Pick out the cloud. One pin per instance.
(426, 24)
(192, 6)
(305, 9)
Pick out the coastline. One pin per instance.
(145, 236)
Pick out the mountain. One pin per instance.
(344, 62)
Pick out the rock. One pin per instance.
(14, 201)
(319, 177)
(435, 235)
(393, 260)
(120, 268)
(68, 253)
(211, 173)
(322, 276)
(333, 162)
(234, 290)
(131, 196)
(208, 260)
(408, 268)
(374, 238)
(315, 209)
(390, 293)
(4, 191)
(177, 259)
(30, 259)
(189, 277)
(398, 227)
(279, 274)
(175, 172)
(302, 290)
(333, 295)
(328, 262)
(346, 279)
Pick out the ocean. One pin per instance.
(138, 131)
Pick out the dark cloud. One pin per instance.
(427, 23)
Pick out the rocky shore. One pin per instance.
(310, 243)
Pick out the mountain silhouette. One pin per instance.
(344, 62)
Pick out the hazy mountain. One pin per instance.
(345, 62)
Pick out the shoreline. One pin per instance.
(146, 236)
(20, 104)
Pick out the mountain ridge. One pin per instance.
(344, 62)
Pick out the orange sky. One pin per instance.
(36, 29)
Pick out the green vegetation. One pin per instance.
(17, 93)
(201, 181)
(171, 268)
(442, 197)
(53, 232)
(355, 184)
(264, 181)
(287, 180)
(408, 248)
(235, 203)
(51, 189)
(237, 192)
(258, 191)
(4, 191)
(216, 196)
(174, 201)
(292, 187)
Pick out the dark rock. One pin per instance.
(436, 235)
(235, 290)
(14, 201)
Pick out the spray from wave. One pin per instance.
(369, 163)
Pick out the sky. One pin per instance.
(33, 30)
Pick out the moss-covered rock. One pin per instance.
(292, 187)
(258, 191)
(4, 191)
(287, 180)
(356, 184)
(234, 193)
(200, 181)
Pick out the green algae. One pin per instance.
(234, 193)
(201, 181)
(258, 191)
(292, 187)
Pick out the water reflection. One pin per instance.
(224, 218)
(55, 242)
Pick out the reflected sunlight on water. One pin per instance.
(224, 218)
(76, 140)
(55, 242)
#####
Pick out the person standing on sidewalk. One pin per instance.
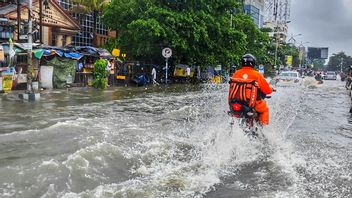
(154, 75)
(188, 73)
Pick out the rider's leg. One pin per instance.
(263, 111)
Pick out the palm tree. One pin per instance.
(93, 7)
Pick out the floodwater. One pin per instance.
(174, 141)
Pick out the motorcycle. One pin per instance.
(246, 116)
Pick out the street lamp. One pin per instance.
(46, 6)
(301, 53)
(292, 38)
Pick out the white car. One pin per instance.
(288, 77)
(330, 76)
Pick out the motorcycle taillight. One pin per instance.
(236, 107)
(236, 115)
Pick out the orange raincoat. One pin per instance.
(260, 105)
#####
• WHAT TO PRODUCE:
Please pull out every line of the material above that contains the word "orange". Case counts.

• COMPLETE ANSWER:
Pick out the orange sky. One pin per instance.
Pick out the orange raincoat. One pin per instance.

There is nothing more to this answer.